_WHAT YOU HAVE TO DO_
Rescale the rows from the line with "Question. For every instance of the soccer player" through the last row, and write them out again with the request included. Multiply every point coordinate by 2.6 and round to whole numbers, with halves going up.

— start MATERIAL SUPPLIED —

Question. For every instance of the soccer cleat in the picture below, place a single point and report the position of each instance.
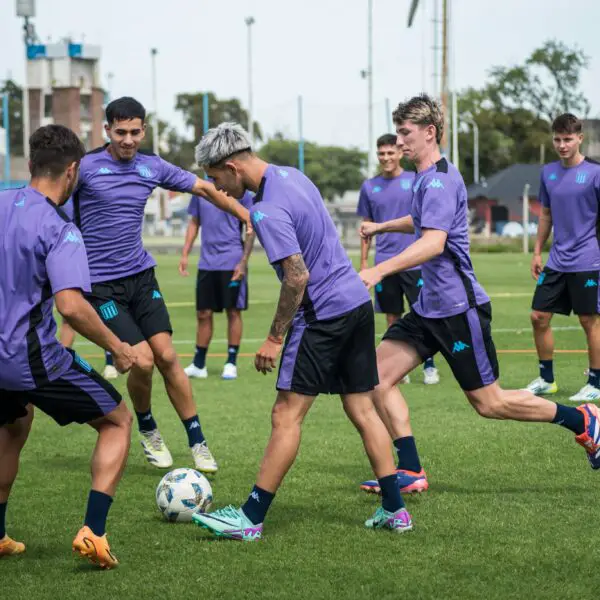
(409, 482)
(398, 522)
(431, 376)
(8, 547)
(229, 372)
(193, 372)
(94, 548)
(155, 449)
(540, 387)
(229, 522)
(586, 393)
(590, 438)
(110, 372)
(203, 458)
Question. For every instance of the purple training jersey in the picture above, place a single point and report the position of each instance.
(42, 253)
(440, 202)
(109, 209)
(383, 199)
(290, 217)
(222, 246)
(572, 195)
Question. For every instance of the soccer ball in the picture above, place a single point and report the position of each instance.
(181, 493)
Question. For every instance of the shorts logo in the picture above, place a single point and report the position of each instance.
(459, 347)
(108, 310)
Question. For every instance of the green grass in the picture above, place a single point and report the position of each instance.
(511, 512)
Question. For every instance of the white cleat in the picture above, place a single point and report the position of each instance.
(229, 371)
(155, 449)
(588, 393)
(110, 372)
(203, 458)
(193, 372)
(431, 376)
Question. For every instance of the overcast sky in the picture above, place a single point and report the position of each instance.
(315, 48)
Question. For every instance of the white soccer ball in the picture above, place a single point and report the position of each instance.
(181, 493)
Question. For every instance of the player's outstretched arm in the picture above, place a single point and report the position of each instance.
(79, 313)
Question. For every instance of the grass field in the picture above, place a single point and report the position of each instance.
(511, 512)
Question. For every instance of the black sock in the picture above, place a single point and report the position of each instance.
(146, 421)
(547, 370)
(257, 505)
(232, 354)
(194, 430)
(200, 357)
(594, 377)
(391, 500)
(408, 457)
(569, 417)
(3, 520)
(97, 511)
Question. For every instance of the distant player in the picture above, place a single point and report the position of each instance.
(115, 183)
(42, 262)
(569, 194)
(383, 198)
(453, 314)
(66, 334)
(222, 280)
(330, 345)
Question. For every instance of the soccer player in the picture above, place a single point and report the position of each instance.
(383, 198)
(330, 347)
(222, 281)
(453, 313)
(109, 203)
(569, 194)
(42, 257)
(66, 334)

— end MATERIAL SUPPLIED —

_WRITTEN ANSWER_
Question. For every instance of the soccer player in the picture above, place a single point and report the position of each instance.
(996, 515)
(858, 902)
(577, 731)
(1178, 814)
(283, 528)
(1479, 504)
(109, 668)
(172, 868)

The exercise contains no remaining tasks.